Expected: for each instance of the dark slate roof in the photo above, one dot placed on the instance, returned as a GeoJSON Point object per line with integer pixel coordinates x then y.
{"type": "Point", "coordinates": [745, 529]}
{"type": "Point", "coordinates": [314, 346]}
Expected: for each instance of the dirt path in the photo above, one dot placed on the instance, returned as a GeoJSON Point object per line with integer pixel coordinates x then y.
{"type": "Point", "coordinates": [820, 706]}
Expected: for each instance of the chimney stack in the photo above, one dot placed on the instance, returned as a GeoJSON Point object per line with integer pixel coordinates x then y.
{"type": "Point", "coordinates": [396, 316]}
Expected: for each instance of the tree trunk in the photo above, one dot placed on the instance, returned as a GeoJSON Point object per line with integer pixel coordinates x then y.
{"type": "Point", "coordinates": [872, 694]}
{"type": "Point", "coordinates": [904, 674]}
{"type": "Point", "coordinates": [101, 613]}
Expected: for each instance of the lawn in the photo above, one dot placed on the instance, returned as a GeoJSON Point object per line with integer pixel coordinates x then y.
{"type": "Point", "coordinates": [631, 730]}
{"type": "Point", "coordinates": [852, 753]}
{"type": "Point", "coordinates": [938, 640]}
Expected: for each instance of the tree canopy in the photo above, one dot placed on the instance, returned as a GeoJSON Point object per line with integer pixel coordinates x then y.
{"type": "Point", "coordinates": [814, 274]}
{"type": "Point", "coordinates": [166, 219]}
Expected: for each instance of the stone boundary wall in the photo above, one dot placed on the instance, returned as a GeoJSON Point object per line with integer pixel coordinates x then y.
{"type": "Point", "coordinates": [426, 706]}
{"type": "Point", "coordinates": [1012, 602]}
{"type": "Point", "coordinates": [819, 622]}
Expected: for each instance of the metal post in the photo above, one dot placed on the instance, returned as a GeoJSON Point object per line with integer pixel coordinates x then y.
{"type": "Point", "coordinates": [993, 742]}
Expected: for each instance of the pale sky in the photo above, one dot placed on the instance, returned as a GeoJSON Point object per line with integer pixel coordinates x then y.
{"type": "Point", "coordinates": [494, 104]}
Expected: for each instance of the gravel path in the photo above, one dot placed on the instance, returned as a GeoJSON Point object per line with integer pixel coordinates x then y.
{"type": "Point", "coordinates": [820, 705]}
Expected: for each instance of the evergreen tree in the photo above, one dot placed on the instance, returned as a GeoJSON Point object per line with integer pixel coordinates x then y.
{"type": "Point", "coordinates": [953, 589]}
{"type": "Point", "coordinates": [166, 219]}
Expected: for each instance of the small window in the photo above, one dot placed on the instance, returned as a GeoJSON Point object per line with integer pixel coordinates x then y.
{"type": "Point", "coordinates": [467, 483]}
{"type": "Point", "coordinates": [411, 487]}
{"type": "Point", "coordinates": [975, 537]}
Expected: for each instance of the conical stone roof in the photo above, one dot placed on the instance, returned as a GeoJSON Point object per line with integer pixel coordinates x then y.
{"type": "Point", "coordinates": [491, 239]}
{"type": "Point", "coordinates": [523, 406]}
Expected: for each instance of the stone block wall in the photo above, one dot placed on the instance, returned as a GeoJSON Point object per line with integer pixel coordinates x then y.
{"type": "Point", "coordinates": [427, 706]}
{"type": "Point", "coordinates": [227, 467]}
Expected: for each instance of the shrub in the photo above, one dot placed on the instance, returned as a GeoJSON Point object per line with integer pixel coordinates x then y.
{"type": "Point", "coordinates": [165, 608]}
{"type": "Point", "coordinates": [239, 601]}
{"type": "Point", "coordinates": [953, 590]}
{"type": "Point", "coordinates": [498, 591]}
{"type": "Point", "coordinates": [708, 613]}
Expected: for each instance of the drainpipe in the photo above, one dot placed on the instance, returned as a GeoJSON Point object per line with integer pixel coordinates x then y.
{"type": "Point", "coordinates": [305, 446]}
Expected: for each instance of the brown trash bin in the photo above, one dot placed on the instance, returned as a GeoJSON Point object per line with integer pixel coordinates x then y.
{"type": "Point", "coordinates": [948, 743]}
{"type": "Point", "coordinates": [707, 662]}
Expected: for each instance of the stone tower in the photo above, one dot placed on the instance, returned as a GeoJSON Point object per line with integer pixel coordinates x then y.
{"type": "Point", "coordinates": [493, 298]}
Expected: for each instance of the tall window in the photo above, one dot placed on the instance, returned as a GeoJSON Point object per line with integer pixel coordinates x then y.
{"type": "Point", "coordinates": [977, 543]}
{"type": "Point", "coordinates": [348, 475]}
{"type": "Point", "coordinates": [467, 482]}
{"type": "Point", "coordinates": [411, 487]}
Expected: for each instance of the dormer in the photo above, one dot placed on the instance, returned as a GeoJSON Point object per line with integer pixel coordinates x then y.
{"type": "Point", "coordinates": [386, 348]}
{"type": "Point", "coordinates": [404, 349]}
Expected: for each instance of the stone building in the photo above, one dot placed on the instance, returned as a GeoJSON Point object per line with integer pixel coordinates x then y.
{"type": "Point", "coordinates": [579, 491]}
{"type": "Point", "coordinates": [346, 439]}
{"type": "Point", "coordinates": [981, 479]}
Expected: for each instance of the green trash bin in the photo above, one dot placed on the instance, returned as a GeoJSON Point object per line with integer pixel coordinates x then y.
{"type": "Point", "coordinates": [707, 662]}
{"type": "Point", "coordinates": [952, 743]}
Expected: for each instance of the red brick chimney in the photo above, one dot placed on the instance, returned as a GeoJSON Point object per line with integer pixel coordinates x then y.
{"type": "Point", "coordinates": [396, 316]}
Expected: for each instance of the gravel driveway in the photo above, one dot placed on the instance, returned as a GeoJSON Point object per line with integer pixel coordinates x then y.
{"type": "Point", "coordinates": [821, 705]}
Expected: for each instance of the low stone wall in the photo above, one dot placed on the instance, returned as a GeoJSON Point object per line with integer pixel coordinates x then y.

- What to do
Retype the material above exactly as given.

- Answer to this problem
Expected: for each instance of the dark slate roof in the photo above, one dot placed on the instance, returned as a GeoJSON Point object per line with integer pixel coordinates x then y.
{"type": "Point", "coordinates": [745, 529]}
{"type": "Point", "coordinates": [314, 346]}
Expected: for each instance of the dirt path in the photo above, one dot placed on the instance, returned as a GeoJSON Point object per line with integer pixel coordinates x then y.
{"type": "Point", "coordinates": [820, 706]}
Expected: for each instance of the chimney stack in the photo above, one dot placed on the instance, returned as a GeoJSON Point object per line with integer pixel coordinates x then y.
{"type": "Point", "coordinates": [396, 316]}
Expected: for each instance of the tree trunk in the photo above, one dot placed on the instance, returned as a GeoJSON Point object per line with integer pixel coordinates x then y.
{"type": "Point", "coordinates": [872, 694]}
{"type": "Point", "coordinates": [904, 674]}
{"type": "Point", "coordinates": [101, 613]}
Expected: for each instance of the lawn in the photo above, one dot placed on the instance, returned as a GeoJSON Point object per line with integer pixel coordinates x then y.
{"type": "Point", "coordinates": [631, 730]}
{"type": "Point", "coordinates": [852, 753]}
{"type": "Point", "coordinates": [938, 640]}
Expected: for each instance of the tree canopy in the photo above, one dot placed on the instance, returned as a GeoJSON Point object per line with integer pixel coordinates x then y.
{"type": "Point", "coordinates": [814, 274]}
{"type": "Point", "coordinates": [166, 219]}
Expected: for each instance of the stone boundary wall in the photo above, one dot placed on the instance, returned as a GeoJSON Point object per line with integer pixel coordinates x then y.
{"type": "Point", "coordinates": [426, 706]}
{"type": "Point", "coordinates": [1012, 602]}
{"type": "Point", "coordinates": [819, 622]}
Expected: for each instance of the metal post in the photo above, one dot placed on the instance, returned as a GeoJSON Point object per line with integer pixel coordinates x then y.
{"type": "Point", "coordinates": [993, 742]}
Expected: for each instance of the pale sky in the photo above, one dot placed on the instance, returned as a GeoJSON Point object per line with integer pixel coordinates x then y.
{"type": "Point", "coordinates": [494, 104]}
Expected: for each instance of the gravel path in the photo above, one dot placed on the instance, returned as a GeoJSON Point object per line with integer pixel coordinates x then y.
{"type": "Point", "coordinates": [820, 705]}
Expected: for each instance of the evergreen tree in the photo above, one dot placed on the instance, returned as a GeoJSON Point object per line with integer pixel coordinates x then y.
{"type": "Point", "coordinates": [953, 589]}
{"type": "Point", "coordinates": [166, 219]}
Expected: for each instance of the small window in the photo above, one dot placed on the instance, returned as a GeoJSON Point object per line with integer pixel coordinates x then y.
{"type": "Point", "coordinates": [467, 483]}
{"type": "Point", "coordinates": [411, 487]}
{"type": "Point", "coordinates": [975, 537]}
Expected: for each instance of the conical stone roof in the photo above, one dot placed on the instance, returned as a GeoJSON Point object per line with integer pixel coordinates x then y.
{"type": "Point", "coordinates": [491, 239]}
{"type": "Point", "coordinates": [523, 406]}
Expected: for each instance of the stone block wall in the photo above, one dot placed on the instance, returned as a GeoJSON Point object per line with integer pixel coordinates x then y.
{"type": "Point", "coordinates": [427, 706]}
{"type": "Point", "coordinates": [227, 467]}
Expected: for each instance of the shrub in the photo above, one dot placed on the instance, returned as a GeoJSON Point object per line with integer pixel coordinates x then y.
{"type": "Point", "coordinates": [165, 608]}
{"type": "Point", "coordinates": [239, 601]}
{"type": "Point", "coordinates": [953, 590]}
{"type": "Point", "coordinates": [498, 591]}
{"type": "Point", "coordinates": [708, 613]}
Expected: for each instance of the drainpipe in the photo above, one dot placed on the instance, returned as a GeoJSON Point object per line with integer pixel coordinates x then y.
{"type": "Point", "coordinates": [305, 446]}
Expected: for each instance of the brown trash bin in the photo above, one dot placed on the instance, returned as a GeoJSON Point object per line with integer pixel coordinates x then y.
{"type": "Point", "coordinates": [948, 743]}
{"type": "Point", "coordinates": [707, 662]}
Expected: for each instance of the stone tower in the photo above, one dot placed on the instance, returned as a GeoJSON Point object per line with integer pixel coordinates x then y.
{"type": "Point", "coordinates": [493, 298]}
Expected: for each instance of the tall window in the photo above, one dot placed on the instance, returned as a GeoJSON Point object per line with integer pixel coordinates x then y.
{"type": "Point", "coordinates": [977, 543]}
{"type": "Point", "coordinates": [348, 475]}
{"type": "Point", "coordinates": [467, 482]}
{"type": "Point", "coordinates": [411, 487]}
Expected: for each instance of the dormer in the photo above, one dot placed on the instance, returned as a GeoJSON Point object per line with integer pixel coordinates x then y.
{"type": "Point", "coordinates": [386, 348]}
{"type": "Point", "coordinates": [404, 349]}
Expected: for each instance of the stone building in the photo above, one dot placed on the instance, returned as a GeoJSON Point object per line with integer pixel coordinates x then y.
{"type": "Point", "coordinates": [579, 491]}
{"type": "Point", "coordinates": [346, 439]}
{"type": "Point", "coordinates": [981, 479]}
Expected: for each instance of the green trash bin in the photo above, one dot placed on the instance, returned as a GeoJSON Point object per line with integer pixel coordinates x then y.
{"type": "Point", "coordinates": [707, 662]}
{"type": "Point", "coordinates": [952, 743]}
Expected: for each instance of the red brick chimney in the photo above, one dot placed on the instance, returned as a GeoJSON Point object per line with integer pixel coordinates x then y.
{"type": "Point", "coordinates": [396, 316]}
Expected: for each instance of the gravel driveway in the photo above, one dot placed on the instance, returned as a GeoJSON Point object per line with integer pixel coordinates x then y.
{"type": "Point", "coordinates": [821, 705]}
Expected: for each instance of the low stone wall in the photo above, one dot placed on the instance, returned as a GeoJSON Point object per line with integer pixel coordinates x then y.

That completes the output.